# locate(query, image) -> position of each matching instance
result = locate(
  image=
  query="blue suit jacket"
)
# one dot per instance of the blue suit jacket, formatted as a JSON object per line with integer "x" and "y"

GIVEN TASK:
Rewrite the lines above as a JSON list of strings, with one string for each line and no entries for blank lines.

EXERCISE OUTPUT:
[
  "# locate(query, image) -> position of each matching instance",
  "result = locate(",
  "  image=",
  "  query=\"blue suit jacket\"",
  ")",
  "# one dot per instance of the blue suit jacket, formatted as a JSON object per line with integer \"x\" and \"y\""
]